- [DATA]:
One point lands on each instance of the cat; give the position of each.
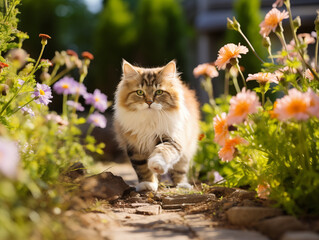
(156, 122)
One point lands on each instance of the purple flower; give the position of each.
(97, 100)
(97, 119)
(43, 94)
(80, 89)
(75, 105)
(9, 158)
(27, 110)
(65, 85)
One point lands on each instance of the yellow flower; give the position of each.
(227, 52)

---

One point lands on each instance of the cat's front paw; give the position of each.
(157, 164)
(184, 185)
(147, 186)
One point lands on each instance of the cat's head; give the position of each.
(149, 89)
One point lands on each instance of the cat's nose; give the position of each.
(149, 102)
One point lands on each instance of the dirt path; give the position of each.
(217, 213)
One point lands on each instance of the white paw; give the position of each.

- [SET PROBLEM]: Repeat the records above word for word, starting at the line that contains "One point lands on each instance of the cat's head;" and continuing up to and including the line that contains "One point lands on each instance of the white".

- [FINISHED EXERCISE]:
One point lands on each instance of the cat's head; give the position of each.
(149, 89)
One point lands on each instance of the cat's nose; give the position of each.
(149, 102)
One point lands on each instance of the dirt path; give the position of each.
(217, 213)
One point lands on each instance of the white paw; give the position of each.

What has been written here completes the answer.